## [Excerpt provided]
Kindred by Octavia ButlerKindred by Octavia Butler

Kindred
(1979) is Octavia Butler’s earliest stand-alone novel, and though it features time travel, it’s not really science fiction or fantasy. It’s an exploration of American slavery and its painful legacy from the eyes of a contemporary (well, circa 1976) young black woman named Dana. So don’t expect to learn why she keeps being pulled back in time to a pre-Civil War slave plantation in Maryland every time her ancestor, a white slave owner named Rufus Weylin, finds his life in danger. It’s a plot device that allows the reader to experience all the horrors of being a powerless black female slave in 1815 while retaining a modern perspective. So this book is firmly in the tradition of Alex Haley’s Roots (1976), Alice Walker’s The Color Purple (1982), and more recently the Oscar-winning film 12 Years a Slave (2013) in describing the impact of slavery and poverty that still leaves its marks on the American psyche today.

## [Material]
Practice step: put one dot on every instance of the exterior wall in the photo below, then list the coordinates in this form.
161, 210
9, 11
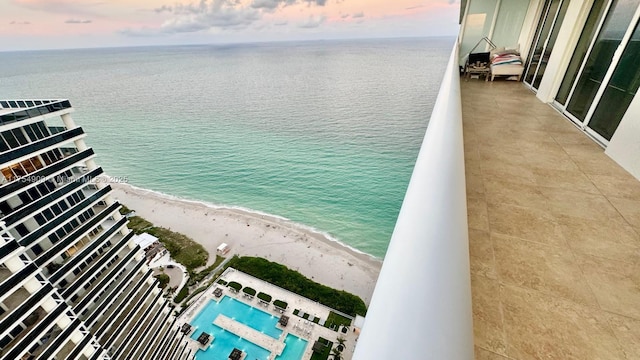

## [Tasks]
1 - Which works does the review of Kindred name as belonging to the same tradition as the novel?
2 - Carry on the review of Kindred from its last sentence.
You won't need the material that comes before this point.

## [Answers given]
1 -
- Alex Haley's Roots (1976)
- Alice Walker's The Color Purple (1982)
- the film 12 Years a Slave (2013)

2 -
As the first prominent black woman science fiction author to emerge in the late 1970s, it’s not surprising that Butler would want to write a story concerned with the position of black women in both contemporary society and the past, and give it a science fiction framing device. The story of Kindred is deceptively simple, but Butler does not take the expected route of merely showing us the evils of slavery. Instead, she tackles a much more difficult subject: the strange and twisted relationship between white slave owners and their black slaves, one in which cruelty, oppression, and dehumanization are mixed with paternalism, religious condescension, and White Man’s Burden. The question she asks is straight-forward: what would a contemporary young black woman do when forced into a position of subjugation under an ignorant and vicious white slave owner and his young son, if that young man was her own distant ancestor?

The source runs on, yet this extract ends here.